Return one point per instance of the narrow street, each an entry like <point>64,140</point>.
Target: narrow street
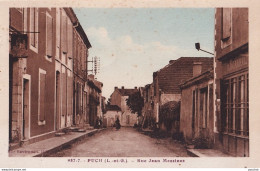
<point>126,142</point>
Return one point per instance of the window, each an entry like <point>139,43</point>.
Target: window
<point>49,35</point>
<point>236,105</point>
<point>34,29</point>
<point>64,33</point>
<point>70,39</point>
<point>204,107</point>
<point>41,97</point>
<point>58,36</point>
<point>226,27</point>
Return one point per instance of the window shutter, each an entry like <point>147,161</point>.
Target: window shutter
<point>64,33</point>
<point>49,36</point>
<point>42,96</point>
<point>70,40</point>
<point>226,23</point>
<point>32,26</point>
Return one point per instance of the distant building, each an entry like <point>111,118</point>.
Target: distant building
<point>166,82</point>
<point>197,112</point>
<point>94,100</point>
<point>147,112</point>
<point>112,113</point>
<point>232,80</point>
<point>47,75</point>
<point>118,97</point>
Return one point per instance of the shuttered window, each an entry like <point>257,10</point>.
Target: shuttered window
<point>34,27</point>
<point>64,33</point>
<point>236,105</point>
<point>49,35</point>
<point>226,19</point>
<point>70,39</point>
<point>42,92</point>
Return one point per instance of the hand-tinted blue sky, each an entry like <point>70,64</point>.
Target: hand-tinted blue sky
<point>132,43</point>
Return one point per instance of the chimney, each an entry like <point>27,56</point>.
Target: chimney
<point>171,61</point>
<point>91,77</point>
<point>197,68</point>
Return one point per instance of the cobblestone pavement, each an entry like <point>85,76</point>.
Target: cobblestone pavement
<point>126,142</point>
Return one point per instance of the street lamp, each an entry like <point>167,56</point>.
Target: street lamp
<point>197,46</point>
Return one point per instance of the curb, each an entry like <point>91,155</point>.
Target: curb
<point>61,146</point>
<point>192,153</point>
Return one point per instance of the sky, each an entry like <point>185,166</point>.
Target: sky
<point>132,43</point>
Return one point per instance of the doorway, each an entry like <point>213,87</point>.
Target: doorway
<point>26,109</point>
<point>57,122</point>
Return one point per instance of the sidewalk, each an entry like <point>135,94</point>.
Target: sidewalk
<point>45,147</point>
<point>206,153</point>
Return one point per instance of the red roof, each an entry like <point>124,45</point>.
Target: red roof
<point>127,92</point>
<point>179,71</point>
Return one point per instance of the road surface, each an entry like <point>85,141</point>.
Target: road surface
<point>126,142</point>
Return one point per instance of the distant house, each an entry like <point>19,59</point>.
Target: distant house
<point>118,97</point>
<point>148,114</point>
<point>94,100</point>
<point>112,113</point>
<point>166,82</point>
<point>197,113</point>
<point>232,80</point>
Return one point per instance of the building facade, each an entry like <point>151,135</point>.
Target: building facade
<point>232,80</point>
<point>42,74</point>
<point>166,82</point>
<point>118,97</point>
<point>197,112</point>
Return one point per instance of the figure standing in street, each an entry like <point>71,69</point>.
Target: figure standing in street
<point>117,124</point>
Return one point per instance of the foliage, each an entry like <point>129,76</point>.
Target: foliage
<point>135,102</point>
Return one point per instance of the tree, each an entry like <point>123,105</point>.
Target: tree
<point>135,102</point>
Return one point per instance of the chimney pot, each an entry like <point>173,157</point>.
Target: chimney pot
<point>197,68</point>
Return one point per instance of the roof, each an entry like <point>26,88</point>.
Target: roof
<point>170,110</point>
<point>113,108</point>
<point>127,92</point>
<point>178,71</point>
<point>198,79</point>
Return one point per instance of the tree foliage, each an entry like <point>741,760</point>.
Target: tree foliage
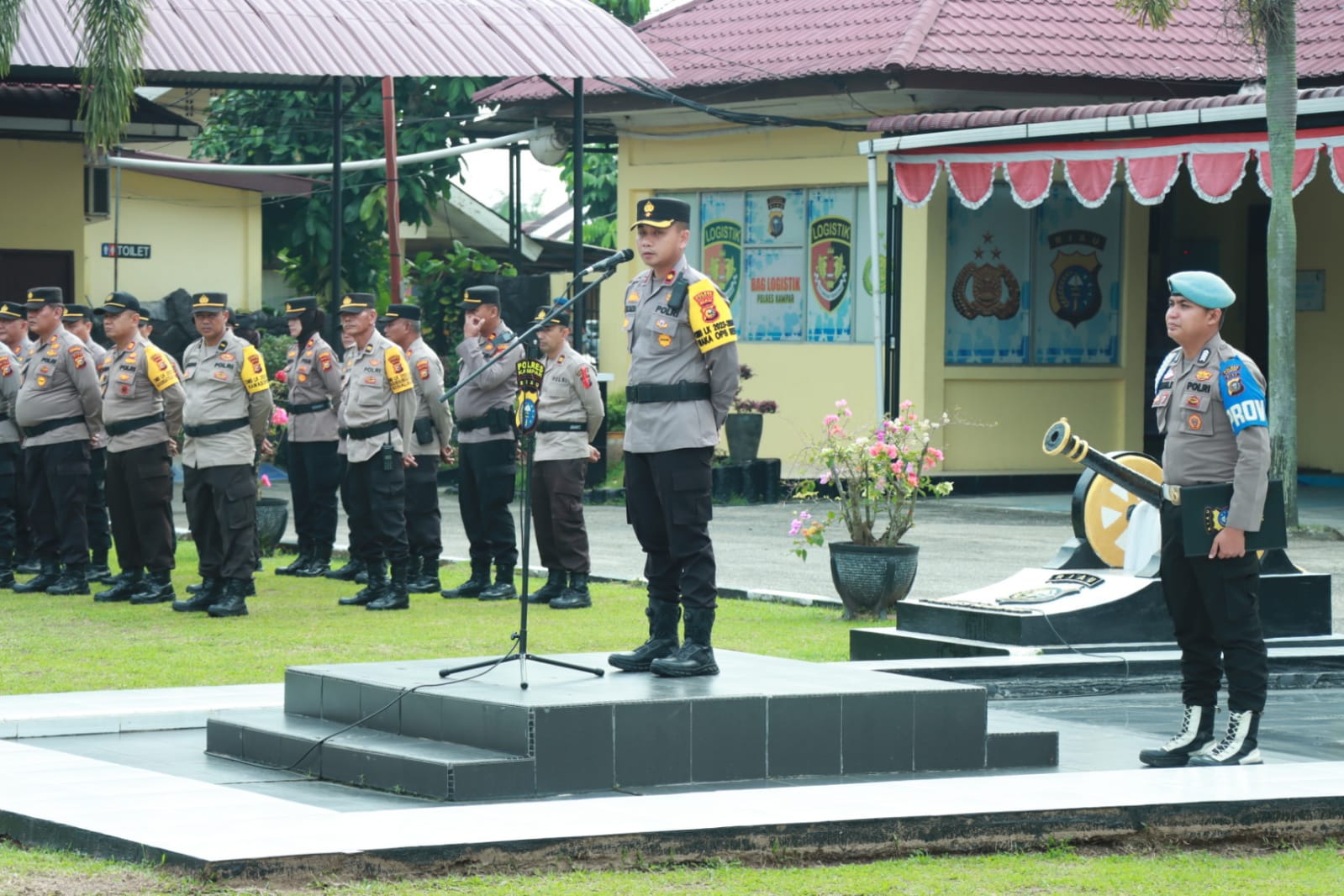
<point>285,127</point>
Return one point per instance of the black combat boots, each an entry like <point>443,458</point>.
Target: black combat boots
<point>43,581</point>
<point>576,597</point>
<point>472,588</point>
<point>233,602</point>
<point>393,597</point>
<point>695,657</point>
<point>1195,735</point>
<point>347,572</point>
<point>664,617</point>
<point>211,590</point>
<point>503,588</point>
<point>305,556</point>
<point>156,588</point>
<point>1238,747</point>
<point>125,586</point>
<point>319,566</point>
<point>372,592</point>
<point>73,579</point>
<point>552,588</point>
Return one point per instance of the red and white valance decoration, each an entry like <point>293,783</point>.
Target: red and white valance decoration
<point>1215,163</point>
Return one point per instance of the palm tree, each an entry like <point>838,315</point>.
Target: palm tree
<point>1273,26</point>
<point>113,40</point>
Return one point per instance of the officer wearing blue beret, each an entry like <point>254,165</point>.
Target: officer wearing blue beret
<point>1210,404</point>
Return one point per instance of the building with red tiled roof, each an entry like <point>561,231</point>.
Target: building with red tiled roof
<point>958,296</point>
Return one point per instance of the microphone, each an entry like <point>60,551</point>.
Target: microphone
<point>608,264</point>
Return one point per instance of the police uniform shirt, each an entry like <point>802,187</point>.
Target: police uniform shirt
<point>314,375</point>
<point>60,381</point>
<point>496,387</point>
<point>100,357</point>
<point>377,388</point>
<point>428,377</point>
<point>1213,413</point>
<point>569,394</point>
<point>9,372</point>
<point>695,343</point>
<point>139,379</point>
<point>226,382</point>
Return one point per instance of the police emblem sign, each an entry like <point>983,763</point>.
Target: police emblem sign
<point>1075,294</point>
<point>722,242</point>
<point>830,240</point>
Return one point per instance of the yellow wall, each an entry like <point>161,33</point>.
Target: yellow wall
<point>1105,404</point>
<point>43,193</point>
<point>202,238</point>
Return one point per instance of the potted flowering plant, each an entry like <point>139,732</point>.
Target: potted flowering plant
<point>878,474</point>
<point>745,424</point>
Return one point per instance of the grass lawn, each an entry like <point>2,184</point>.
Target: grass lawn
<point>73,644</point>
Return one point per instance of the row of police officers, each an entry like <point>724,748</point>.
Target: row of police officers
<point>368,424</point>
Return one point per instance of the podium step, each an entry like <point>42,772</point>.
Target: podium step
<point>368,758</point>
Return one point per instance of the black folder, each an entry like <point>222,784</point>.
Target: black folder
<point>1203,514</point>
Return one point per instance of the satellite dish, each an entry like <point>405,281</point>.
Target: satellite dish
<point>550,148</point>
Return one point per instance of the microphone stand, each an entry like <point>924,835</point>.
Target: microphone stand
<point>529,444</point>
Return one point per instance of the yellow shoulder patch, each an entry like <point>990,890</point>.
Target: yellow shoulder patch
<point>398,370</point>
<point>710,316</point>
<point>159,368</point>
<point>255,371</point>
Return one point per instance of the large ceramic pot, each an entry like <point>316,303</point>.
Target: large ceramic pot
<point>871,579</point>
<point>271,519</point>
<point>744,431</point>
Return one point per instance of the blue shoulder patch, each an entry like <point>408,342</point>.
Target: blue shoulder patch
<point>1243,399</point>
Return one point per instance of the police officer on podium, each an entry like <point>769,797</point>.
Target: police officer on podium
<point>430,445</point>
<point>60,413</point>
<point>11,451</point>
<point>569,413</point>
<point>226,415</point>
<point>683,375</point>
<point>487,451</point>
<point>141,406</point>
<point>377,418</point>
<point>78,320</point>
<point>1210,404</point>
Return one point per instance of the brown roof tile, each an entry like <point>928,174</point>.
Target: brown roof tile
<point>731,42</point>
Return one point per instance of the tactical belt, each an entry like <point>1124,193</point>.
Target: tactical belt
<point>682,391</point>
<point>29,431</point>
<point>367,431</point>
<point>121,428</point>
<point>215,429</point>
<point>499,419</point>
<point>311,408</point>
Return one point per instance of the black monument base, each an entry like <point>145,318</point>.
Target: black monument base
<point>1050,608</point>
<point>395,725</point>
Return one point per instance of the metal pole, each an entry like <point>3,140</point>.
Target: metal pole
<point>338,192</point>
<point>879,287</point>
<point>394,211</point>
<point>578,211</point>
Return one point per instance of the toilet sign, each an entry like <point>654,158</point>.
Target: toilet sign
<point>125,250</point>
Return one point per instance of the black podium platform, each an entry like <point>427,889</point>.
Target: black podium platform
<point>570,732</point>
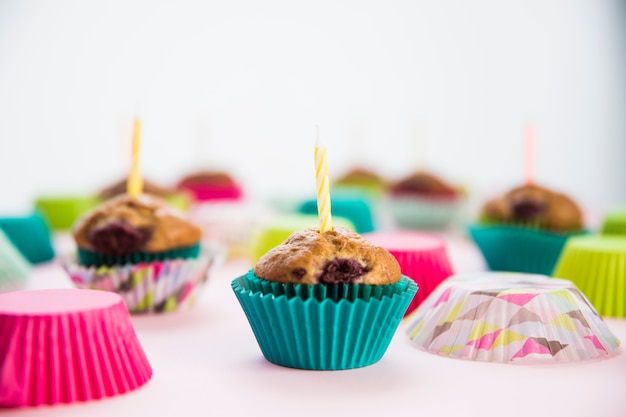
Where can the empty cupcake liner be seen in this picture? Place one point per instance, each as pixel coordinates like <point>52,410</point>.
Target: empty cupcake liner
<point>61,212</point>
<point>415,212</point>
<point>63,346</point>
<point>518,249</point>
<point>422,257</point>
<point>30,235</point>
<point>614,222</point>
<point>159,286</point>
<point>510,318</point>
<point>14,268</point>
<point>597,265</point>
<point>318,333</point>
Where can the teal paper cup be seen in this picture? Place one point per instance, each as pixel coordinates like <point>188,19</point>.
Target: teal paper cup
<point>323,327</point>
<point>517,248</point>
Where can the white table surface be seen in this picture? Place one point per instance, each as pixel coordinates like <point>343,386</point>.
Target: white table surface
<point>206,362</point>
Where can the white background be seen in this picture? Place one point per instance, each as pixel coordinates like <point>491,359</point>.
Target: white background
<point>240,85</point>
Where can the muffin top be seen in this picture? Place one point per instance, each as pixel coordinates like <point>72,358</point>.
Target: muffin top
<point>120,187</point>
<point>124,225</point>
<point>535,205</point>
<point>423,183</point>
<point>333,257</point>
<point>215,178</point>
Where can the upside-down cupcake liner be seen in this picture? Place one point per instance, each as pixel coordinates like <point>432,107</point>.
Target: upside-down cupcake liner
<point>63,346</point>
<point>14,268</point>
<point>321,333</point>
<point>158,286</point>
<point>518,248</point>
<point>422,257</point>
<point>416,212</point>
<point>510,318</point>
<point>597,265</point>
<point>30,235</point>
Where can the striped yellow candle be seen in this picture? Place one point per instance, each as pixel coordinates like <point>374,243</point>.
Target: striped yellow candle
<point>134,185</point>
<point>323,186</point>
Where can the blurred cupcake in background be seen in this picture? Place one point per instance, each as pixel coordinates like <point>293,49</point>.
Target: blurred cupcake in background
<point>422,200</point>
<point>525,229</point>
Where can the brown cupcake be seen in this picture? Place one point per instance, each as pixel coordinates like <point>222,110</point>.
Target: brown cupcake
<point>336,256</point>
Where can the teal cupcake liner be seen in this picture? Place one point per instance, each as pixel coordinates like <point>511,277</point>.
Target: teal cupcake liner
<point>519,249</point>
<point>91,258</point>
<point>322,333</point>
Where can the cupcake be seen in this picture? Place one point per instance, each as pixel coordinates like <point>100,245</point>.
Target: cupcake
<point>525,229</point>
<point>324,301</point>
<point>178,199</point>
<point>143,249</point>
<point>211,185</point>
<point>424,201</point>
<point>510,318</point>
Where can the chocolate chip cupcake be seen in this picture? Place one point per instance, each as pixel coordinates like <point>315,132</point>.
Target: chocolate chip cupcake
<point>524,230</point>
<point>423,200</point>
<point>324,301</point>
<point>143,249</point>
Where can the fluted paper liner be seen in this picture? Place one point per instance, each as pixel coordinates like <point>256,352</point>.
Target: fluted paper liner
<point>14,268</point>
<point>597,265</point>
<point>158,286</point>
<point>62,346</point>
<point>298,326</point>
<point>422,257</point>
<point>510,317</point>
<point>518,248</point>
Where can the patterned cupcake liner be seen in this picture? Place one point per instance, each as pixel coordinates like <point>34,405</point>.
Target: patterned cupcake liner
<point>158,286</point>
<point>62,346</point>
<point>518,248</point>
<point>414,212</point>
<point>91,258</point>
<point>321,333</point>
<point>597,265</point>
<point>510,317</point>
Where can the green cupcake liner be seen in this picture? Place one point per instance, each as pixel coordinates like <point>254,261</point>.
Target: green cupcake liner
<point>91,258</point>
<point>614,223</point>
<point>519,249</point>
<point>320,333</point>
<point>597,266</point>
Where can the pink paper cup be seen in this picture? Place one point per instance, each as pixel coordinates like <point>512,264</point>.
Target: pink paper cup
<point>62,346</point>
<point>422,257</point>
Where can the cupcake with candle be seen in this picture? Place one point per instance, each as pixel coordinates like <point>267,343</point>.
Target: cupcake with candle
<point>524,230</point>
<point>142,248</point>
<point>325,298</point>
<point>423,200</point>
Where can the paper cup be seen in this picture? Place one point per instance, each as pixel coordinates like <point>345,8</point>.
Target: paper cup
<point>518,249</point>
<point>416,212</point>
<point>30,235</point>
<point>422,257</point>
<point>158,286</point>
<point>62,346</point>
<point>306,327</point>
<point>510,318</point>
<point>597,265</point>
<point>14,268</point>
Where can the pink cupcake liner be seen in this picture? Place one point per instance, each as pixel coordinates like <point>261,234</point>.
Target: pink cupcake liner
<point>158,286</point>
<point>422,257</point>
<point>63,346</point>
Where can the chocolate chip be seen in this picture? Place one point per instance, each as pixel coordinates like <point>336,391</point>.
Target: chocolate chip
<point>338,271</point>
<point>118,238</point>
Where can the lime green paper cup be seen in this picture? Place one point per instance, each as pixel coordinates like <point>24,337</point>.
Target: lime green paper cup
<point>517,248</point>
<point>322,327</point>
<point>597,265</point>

━━━━━━━━━━

> [EXERCISE]
Change "white background" to "blank backdrop" in the material, starting at the line containing "Where can the white background" and ending at the line containing "<point>240,85</point>". Return only those lines, with everything else left as it is.

> [FINISHED EXERCISE]
Where can the blank backdrop be seen in this picture? Place one point per instance, each as pixel coordinates like <point>491,359</point>.
Target: blank backdrop
<point>240,85</point>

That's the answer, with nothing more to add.